- Text block:
CCSVI treatment works best for:

1. Females – I am a male
2. Relapsing Remitting type of MS – I have the Primary Progressive type
3. Lower baseline EDSS- I have high baseline EDSS**
4. Younger age – I will be 48 this year
5. Short disease duration – I'm approaching the 10th anniversary of my diagnosis

If you are keeping score, that’s zero out of five. I am at the extreme end of the spectrum regarding items 1, 2, and 3. I am simply higher than average on items 4 (compared to people who are 58 or 68 years old for example) and 5 (compared to people who have had MS for 20 or 30 years for example).

Again, it is premature to interpret these tendencies as scientific certainty. Much more research is needed. Based on this first study of its type, however, I have an uneasy feeling that CCSVI will be more of the same. PPMS will not be invited to the party.

I haven't officially declared my second CCSVI treatment to be a failure. It will take six months or so to make a clear assessment. For me that will be in September. But I must tell you, it's not looking promising on the first day of June.

To be clear, I still consider CCSVI to be a major finding, perhaps the most significant discovery ever, regarding MS. To learn more, please visit the CCSVI Alliance webpage.

At the risk of sounding like a pessimist, which I am not, I must caution you that if one day you wake up and see a newspaper headline that reads something like:

"Cause of MS Determined – Cure to be Made Available by End of Year,”

it almost certainly won't apply to me. So resist the urge to send me congratulatory emails, flower arrangements, or bottles of expensive champagne until you read the story and see if PPMS is even mentioned. On second thought, go ahead and send a bottle of bubbly either way.

*The FDA approved disease modifying treatments for RRMS are nothing to write home about. Most of them involve uncomfortable injections or infusions. All come with a host of nasty side effects ranging from flulike symptoms to risk of death (although rare). All are extremely expensive, on the order of $25,000-$50,000 per year. Their success rate at reducing relapses varies greatly from patient to patient, and they show little long-term efficacy regarding disease progression. Nevertheless, I remain jealous.

**EDSS is a quantitative measurement of disability in MS patients. The scale goes from 0 to 10, where 0 is no disability and 10 is death due to MS. My EDSS is approximately 8.3. Fear not; I have no plans to go any higher than 9.9.


  1. Mitch, I, too, had high hopes for the CCSVI treatments, but held off doing it without more 'proof.' Now, I'm not even thinking about it. My neurologist never hung a title on me -- I just figured I was RRMS. However, I've never had exacerbations, never relapsed, and never went into remission. I was on 2 different DMDs (Avonex and Copaxone) until I realized they were doing nothing. I really believe I'm PPMS, and as you said, no treatments are available. So, I'm pretty much riding up that proverbial creek behind you, and no oars are in sight!

  2. I was like most others diagnosed with RR, but now it's obvious I've progressed to something else. I watched the video where at the end you show yourself prior to MS, I like the way you refer to it as healthier times. I can think more along those lines. It would fair better for all.

  3. I also have the "rare" form of MS. Progressive,relapsing. Only by searching have I ever read anything on the subject. Though I am now 45 and have had MS since i was a young teenager. Will someone please publish some promissing new breakthru out there for us?!!

  4. Hi Mitch,
    Thanks for this post, I too am pissed off no one seems interested in people with PPMS.
    No treatments, research nothing.
    On the other hands I am glad I am not part of the pharma drug dealers target group.
    And get drugs that seem to do little good except make alot of money and keep people hooked for life.

  5. Thanks for the post. Regarding CCSVI: it is all so obscure and seems that all available data of Liberation treatment outcome has been manipulated in one way or another. Everything depends who you're listening to. Even CCSVI-Tracking couldn't be trusted, see When the official registry of CCSVI-treated will be founded?

- Provided records:
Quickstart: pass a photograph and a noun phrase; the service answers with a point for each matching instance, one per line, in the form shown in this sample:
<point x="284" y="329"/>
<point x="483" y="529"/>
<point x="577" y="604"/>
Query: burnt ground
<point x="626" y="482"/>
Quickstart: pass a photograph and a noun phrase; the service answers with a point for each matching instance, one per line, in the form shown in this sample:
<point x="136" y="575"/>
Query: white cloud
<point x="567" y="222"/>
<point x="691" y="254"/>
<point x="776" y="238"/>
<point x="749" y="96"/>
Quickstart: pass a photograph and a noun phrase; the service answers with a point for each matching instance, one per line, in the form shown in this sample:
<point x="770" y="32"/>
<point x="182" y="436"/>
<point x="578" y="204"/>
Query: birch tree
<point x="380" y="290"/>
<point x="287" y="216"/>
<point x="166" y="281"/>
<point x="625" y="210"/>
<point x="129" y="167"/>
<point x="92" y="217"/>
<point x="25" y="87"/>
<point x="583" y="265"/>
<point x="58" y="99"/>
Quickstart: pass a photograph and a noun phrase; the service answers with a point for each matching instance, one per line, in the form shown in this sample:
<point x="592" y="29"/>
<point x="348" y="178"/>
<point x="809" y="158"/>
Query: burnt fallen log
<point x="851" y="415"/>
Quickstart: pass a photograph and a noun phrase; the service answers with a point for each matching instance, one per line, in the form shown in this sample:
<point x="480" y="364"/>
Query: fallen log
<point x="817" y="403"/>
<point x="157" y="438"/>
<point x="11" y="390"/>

- Task set:
(1) In the CCSVI text, turn the paragraph starting "The FDA approved disease modifying treatments" into a short list of its main facts.
(2) According to the CCSVI text, are these statements true? Answer yes or no for each and quote the words that decide it. (a) The writer has officially declared the second CCSVI treatment a failure. (b) The writer's EDSS is about 8.3. (c) A clear assessment of the treatment will take around six months.
The records play no part in this work.

- Answer list:
(1)
- FDA-approved disease modifying treatments for RRMS are unimpressive.
- Most involve uncomfortable injections or infusions.
- All have nasty side effects, from flulike symptoms to a rare risk of death.
- All cost roughly $25,000–$50,000 per year.
- How well they reduce relapses varies greatly from patient to patient.
- They show little long-term efficacy against disease progression.
- The writer is still jealous.

(2)
(a) No: "I haven't officially declared my second CCSVI treatment to be a failure."
(b) Yes: "My EDSS is approximately 8.3."
(c) Yes: "It will take six months or so to make a clear assessment."